● Task statement:
Are you able to quote each entry exactly as written?

[Dataset records about object locations]
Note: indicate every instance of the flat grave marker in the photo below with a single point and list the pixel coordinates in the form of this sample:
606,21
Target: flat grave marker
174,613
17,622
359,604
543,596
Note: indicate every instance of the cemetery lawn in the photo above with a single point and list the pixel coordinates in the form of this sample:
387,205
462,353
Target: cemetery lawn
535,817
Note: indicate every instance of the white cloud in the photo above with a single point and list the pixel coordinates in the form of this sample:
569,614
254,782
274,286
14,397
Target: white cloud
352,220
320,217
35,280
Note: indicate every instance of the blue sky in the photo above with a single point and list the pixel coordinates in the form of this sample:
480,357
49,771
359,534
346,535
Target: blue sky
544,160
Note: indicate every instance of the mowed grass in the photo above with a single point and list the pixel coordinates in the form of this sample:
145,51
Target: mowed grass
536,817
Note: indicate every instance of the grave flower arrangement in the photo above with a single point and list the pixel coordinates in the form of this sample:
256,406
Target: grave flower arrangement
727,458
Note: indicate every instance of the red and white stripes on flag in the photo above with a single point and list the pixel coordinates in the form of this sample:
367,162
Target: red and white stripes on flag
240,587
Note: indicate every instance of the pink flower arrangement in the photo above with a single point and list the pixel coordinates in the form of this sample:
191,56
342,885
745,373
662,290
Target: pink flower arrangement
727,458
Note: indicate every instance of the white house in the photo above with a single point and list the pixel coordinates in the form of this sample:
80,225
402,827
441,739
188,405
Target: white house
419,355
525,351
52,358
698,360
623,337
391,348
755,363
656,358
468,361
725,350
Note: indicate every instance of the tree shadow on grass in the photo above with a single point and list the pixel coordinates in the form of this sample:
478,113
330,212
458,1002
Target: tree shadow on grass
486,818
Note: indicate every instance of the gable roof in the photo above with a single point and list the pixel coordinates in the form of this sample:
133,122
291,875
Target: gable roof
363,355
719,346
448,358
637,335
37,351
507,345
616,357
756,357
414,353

● Solution for this problem:
Note: indicate every instance of the flat grave marker in the photo below with a single point and list the pixel coordinates in the form of this sample:
606,21
Target: flat grave marker
174,613
17,622
359,604
543,596
Note: indicate every instance of the cemetery lawn in the photo above with a single point and list the pixel coordinates in the form of this sample:
387,205
462,353
Target: cemetery lawn
535,817
Note: indicate every instance of the white cloud in the photo above with a single point and list the pixel coordinates in the form of this sample:
569,614
254,782
274,286
14,397
Target: white cloud
352,220
320,217
35,280
Note: indicate every instance of the blue sky in the photo above with a single point and list the pixel coordinates in the form of this sample:
480,357
49,771
359,534
346,535
Target: blue sky
544,160
Note: indicate every instance of the mowed grass in the photo above with a single point and list the pixel coordinates in the form of this sample:
145,51
Target: mowed grass
536,817
Note: indicate every instance of the grave flower arrangement in the photo above with a single point and list the pixel coordinates in the form of this sample:
256,406
Target: grave flower arrangement
727,458
Note: indicate every instance of the red and white stripes on flag in the photo above with a single point and list the pixel coordinates in the form of this sample:
367,162
Target: red and white stripes on flag
240,587
Note: indicate every instance of the pink flower arrangement in the photo above with a single point and list the pixel coordinates in the form of this sample:
191,56
342,885
745,373
662,290
Target: pink flower arrangement
727,458
Note: indicate every instance of the white house in the photo above with a single point and list the pixel coordinates in the form of this sample:
80,225
402,827
441,739
188,405
Target: white house
419,355
525,351
52,358
698,360
623,337
391,348
755,363
656,358
468,361
725,350
Note: indicate every instance of the tree shadow on grass in the photo above with a single point and list the pixel coordinates in the form of this sample:
478,113
330,212
458,1002
Target: tree shadow on grass
486,818
Note: indicate every instance of the gable roof in the photo above with a single point and list the pixel coordinates in the form of this sample:
133,122
291,875
Target: gable roof
363,355
719,346
448,358
637,335
37,351
507,345
616,357
756,357
414,353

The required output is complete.